===== Data supplied =====
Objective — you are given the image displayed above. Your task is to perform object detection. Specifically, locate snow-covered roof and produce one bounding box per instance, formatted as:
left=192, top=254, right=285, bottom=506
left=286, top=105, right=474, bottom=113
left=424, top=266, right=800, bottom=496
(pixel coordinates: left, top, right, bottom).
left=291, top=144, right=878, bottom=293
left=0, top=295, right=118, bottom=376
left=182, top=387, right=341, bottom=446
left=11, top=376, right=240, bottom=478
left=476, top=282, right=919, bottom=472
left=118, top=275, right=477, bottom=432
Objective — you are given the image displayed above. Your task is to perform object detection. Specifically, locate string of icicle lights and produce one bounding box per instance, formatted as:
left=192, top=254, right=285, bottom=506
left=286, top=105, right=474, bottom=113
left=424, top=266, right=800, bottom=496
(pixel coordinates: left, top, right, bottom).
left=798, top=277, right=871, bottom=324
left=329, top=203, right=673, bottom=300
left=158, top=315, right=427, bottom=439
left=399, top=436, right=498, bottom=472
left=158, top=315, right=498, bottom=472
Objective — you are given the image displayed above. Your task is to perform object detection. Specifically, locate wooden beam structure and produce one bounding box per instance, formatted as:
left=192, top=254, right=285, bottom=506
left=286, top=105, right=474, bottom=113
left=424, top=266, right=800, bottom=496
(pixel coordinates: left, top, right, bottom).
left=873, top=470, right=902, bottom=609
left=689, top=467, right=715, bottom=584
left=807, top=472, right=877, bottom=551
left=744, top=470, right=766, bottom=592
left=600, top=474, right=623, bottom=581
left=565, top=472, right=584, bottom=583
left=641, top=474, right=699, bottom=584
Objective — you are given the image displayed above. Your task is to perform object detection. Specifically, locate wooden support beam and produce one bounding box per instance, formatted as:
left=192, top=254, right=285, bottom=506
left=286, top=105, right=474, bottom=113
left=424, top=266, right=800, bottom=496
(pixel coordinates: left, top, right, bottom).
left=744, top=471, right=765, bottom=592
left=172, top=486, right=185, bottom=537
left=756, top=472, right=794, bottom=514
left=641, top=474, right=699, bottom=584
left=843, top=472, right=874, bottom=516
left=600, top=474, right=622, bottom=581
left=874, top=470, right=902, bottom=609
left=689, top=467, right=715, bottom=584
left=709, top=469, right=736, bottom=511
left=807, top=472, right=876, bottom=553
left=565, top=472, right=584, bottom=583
=====
Goal:
How many lines in the records above contain the string "wooden", counting only matches in the same case? Reply with the number alone.

Full response:
2